REQUIREMENTS. Copy every one of the records below word for word, keeping each line as it is.

DATA SUPPLIED.
========================

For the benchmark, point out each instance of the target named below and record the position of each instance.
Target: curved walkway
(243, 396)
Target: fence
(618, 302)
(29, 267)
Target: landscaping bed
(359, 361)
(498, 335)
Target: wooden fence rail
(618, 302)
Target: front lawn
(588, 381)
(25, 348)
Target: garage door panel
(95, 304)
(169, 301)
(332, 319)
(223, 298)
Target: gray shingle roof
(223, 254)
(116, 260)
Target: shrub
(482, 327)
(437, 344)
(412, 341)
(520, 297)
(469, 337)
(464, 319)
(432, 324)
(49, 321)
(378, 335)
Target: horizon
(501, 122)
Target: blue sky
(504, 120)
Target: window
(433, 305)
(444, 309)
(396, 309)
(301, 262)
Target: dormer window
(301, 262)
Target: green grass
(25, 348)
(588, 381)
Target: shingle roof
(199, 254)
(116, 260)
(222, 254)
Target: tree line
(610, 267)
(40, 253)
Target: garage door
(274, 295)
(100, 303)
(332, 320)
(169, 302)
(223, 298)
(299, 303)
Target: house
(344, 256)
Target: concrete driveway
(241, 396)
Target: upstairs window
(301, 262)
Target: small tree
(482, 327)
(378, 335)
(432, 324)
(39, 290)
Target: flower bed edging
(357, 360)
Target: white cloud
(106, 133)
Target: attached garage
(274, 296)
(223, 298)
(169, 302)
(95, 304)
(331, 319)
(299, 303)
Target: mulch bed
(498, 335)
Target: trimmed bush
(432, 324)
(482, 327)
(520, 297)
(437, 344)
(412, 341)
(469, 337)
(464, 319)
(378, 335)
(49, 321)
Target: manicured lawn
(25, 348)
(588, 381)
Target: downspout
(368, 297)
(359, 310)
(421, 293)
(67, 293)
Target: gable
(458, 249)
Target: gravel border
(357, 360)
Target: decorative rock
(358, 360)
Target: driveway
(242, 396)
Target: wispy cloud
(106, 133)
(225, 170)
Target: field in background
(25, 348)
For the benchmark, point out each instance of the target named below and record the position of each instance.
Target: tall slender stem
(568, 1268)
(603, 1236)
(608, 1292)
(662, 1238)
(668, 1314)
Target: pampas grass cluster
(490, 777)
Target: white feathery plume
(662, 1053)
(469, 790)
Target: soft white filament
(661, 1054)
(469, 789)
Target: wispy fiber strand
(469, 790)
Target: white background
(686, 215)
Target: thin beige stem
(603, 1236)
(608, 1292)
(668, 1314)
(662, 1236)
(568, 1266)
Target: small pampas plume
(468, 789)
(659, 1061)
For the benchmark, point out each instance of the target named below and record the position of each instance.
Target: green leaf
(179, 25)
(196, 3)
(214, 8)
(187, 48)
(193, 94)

========================

EXERCISE SOLUTION.
For the benchmark, point out each instance of the target named below and record the position of each instance.
Target: curved walkway
(243, 396)
Target: fence
(618, 302)
(29, 267)
Target: landscaping bed
(359, 361)
(498, 335)
Target: wooden fence rail
(618, 302)
Target: front lawn
(588, 381)
(25, 348)
Target: garage door panel
(95, 304)
(169, 301)
(332, 319)
(223, 298)
Target: gray shingle roof
(223, 254)
(116, 260)
Target: shrub
(482, 327)
(437, 344)
(412, 341)
(520, 297)
(469, 337)
(464, 319)
(432, 324)
(49, 321)
(378, 335)
Target: horizon
(501, 122)
Target: blue sky
(504, 120)
Target: window
(433, 305)
(444, 309)
(396, 309)
(301, 262)
Target: dormer window
(301, 262)
Target: green grass
(25, 348)
(588, 381)
Target: shingle roof
(199, 254)
(116, 260)
(222, 254)
Target: tree line
(610, 267)
(40, 253)
Target: garage door
(274, 295)
(100, 303)
(332, 320)
(169, 302)
(223, 298)
(299, 303)
Target: house
(344, 256)
Target: concrete driveway
(241, 396)
Target: upstairs window
(301, 262)
Target: small tree
(482, 327)
(378, 335)
(432, 324)
(39, 290)
Target: flower bed edging
(357, 360)
Target: white cloud
(106, 133)
Target: attached garage
(274, 296)
(223, 298)
(169, 302)
(95, 304)
(331, 319)
(299, 303)
Target: mulch bed
(498, 335)
Target: trimmed bush
(432, 324)
(482, 327)
(520, 297)
(437, 344)
(412, 341)
(469, 337)
(464, 319)
(378, 335)
(49, 321)
Target: manicured lawn
(25, 348)
(588, 381)
Target: downspout
(368, 297)
(359, 310)
(421, 293)
(67, 293)
Target: gable
(458, 249)
Target: gravel border
(357, 360)
Target: decorative rock
(358, 360)
Target: driveway
(242, 396)
Target: wispy cloud
(106, 133)
(225, 170)
Target: field in background
(25, 348)
For the benchmark, point out each instance of the target named below and record the position of each instance.
Target: tall slender stem
(568, 1268)
(603, 1236)
(608, 1292)
(662, 1238)
(668, 1314)
Target: pampas grass cluster
(490, 777)
Target: white feathery plume
(662, 1053)
(469, 790)
Target: soft white filament
(661, 1054)
(469, 789)
Target: wispy fiber strand
(469, 790)
Target: white background
(686, 215)
Target: thin beige stem
(603, 1236)
(608, 1292)
(668, 1314)
(662, 1236)
(568, 1266)
Target: small pampas plume
(468, 789)
(659, 1061)
For the benchmark, point out each instance of the target named below and record the position of each instance.
Target: green leaf
(179, 25)
(196, 3)
(214, 8)
(187, 48)
(193, 94)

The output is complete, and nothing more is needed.